• _Document extract_:
━━━

Hyderabad, Apr 15 (PTI): Predicting that the growth rate in the first quarter of the current fiscal may slip into negative, former RBI governor C Rangarajan on Wednesday expressed the view that Prime Minister Narendra Modi’s lockdown extension announcement should have included plans to address the issues of migrant labourers and daily wagers.
Rangarajan said though there may be negative growth in the GDP during the first quarter, if the situation recovers during the next three quarters, the growth rate may be closer to 3.5 per cent.
“The most important thing is that the hardship of the lockdown is being borne very severely by the vulnerable sections.”
Because of the closure of the factories, the daily wage earner including the migrant labourer has been severely affected, he said.
“Therefore if lockdown is absolutely essential, then I think something must be done to take care of these people who have been thrown out of employment.

━━━

• _Supplied material_:
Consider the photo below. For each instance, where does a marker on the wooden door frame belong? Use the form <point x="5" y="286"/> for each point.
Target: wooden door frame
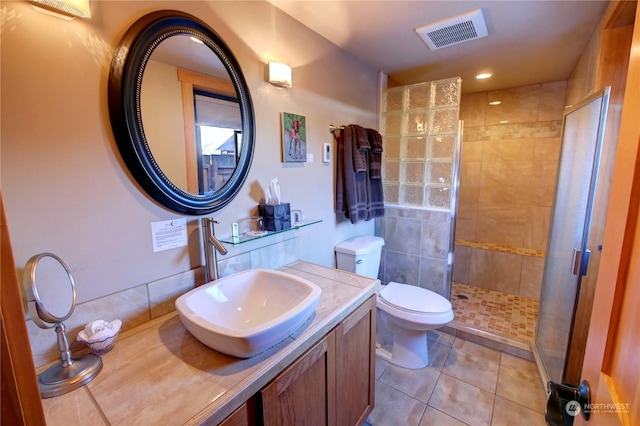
<point x="620" y="249"/>
<point x="21" y="403"/>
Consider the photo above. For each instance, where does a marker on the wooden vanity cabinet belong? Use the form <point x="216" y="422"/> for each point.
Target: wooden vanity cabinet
<point x="333" y="382"/>
<point x="356" y="365"/>
<point x="305" y="392"/>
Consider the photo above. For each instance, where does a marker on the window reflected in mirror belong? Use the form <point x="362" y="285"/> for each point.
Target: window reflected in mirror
<point x="218" y="139"/>
<point x="192" y="119"/>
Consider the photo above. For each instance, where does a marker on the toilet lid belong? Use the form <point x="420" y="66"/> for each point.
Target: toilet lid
<point x="414" y="298"/>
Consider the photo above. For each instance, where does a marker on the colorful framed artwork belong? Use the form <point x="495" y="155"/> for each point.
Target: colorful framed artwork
<point x="294" y="138"/>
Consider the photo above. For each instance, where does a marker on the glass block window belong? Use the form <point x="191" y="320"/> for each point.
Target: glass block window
<point x="419" y="128"/>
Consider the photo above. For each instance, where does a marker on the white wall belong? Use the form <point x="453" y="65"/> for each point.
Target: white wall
<point x="64" y="184"/>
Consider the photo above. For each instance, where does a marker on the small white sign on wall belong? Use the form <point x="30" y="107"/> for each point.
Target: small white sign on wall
<point x="169" y="234"/>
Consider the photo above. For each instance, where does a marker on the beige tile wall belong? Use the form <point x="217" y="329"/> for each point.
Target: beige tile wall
<point x="507" y="183"/>
<point x="146" y="302"/>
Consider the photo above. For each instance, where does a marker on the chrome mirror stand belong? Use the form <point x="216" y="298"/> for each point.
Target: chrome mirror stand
<point x="69" y="373"/>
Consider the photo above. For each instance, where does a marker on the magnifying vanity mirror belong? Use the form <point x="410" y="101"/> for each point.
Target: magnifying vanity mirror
<point x="51" y="299"/>
<point x="181" y="112"/>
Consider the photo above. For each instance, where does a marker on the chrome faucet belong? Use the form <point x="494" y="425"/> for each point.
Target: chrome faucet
<point x="211" y="246"/>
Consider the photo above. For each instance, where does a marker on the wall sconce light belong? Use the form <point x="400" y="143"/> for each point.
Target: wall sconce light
<point x="280" y="74"/>
<point x="67" y="9"/>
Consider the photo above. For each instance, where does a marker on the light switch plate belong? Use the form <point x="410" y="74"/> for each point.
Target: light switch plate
<point x="326" y="153"/>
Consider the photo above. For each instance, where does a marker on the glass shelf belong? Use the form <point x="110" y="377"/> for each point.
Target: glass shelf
<point x="245" y="239"/>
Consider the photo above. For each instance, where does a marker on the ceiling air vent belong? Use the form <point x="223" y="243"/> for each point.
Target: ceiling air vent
<point x="461" y="28"/>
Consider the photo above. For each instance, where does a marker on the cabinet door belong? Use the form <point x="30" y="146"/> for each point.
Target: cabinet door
<point x="303" y="394"/>
<point x="245" y="415"/>
<point x="355" y="365"/>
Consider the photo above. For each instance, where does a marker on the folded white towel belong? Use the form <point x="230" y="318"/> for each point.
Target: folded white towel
<point x="99" y="330"/>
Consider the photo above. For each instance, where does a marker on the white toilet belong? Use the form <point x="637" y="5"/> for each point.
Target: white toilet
<point x="404" y="310"/>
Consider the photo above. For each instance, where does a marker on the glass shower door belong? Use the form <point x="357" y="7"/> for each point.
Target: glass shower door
<point x="567" y="254"/>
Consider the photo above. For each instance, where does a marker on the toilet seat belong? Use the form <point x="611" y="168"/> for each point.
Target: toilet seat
<point x="415" y="304"/>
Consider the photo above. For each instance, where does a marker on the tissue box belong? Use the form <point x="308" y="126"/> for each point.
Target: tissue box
<point x="276" y="217"/>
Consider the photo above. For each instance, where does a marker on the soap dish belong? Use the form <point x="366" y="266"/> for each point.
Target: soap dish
<point x="102" y="346"/>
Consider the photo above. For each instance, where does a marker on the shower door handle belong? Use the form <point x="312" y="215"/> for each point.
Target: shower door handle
<point x="580" y="262"/>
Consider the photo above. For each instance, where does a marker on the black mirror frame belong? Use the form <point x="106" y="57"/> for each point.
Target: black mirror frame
<point x="125" y="81"/>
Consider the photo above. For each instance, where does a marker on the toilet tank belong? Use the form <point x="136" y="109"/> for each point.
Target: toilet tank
<point x="360" y="255"/>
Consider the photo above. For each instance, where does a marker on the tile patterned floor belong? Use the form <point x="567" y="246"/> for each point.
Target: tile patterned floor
<point x="514" y="317"/>
<point x="465" y="384"/>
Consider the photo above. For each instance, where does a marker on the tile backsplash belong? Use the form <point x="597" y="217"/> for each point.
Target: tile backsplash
<point x="148" y="301"/>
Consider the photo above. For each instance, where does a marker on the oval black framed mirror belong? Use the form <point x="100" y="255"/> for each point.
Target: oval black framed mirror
<point x="181" y="112"/>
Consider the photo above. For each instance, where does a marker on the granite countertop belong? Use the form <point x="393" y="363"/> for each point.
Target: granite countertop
<point x="160" y="374"/>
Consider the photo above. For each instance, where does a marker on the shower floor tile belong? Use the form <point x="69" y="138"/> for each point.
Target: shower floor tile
<point x="503" y="314"/>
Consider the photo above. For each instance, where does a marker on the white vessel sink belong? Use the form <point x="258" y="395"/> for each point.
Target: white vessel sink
<point x="248" y="312"/>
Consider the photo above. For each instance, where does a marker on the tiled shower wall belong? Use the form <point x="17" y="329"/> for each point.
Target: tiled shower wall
<point x="508" y="173"/>
<point x="416" y="245"/>
<point x="420" y="126"/>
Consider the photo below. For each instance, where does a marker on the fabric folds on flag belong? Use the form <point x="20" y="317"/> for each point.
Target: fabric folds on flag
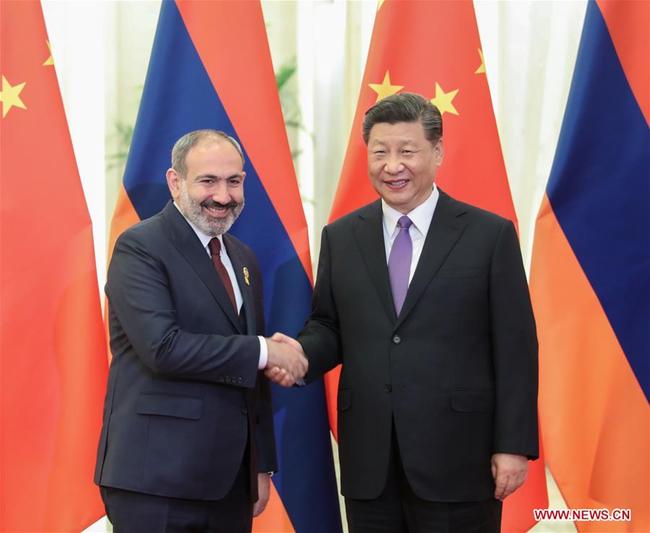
<point x="590" y="276"/>
<point x="211" y="68"/>
<point x="433" y="48"/>
<point x="52" y="348"/>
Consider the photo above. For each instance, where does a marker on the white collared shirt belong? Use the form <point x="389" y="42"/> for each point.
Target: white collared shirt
<point x="421" y="217"/>
<point x="227" y="263"/>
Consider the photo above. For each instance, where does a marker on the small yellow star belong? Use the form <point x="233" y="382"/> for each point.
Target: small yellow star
<point x="481" y="67"/>
<point x="50" y="60"/>
<point x="444" y="101"/>
<point x="10" y="96"/>
<point x="385" y="88"/>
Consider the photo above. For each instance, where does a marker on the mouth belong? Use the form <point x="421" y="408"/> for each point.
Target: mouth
<point x="396" y="185"/>
<point x="217" y="210"/>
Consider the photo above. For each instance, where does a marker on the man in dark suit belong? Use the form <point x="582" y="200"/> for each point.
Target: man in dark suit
<point x="187" y="441"/>
<point x="424" y="301"/>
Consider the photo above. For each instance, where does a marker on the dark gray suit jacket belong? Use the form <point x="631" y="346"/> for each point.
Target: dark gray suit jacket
<point x="184" y="392"/>
<point x="456" y="371"/>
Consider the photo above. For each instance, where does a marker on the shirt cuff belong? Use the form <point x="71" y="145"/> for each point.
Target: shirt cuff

━━━

• _How to complete this task_: Could you reproduce the part of the news report on Rangarajan's remarks that runs from "Rangarajan said though" up to and including "out of employment.", replacing "lockdown" with "shutdown"?

• _Exercise response_:
Rangarajan said though there may be negative growth in the GDP during the first quarter, if the situation recovers during the next three quarters, the growth rate may be closer to 3.5 per cent.
“The most important thing is that the hardship of the shutdown is being borne very severely by the vulnerable sections.”
Because of the closure of the factories, the daily wage earner including the migrant labourer has been severely affected, he said.
“Therefore if shutdown is absolutely essential, then I think something must be done to take care of these people who have been thrown out of employment.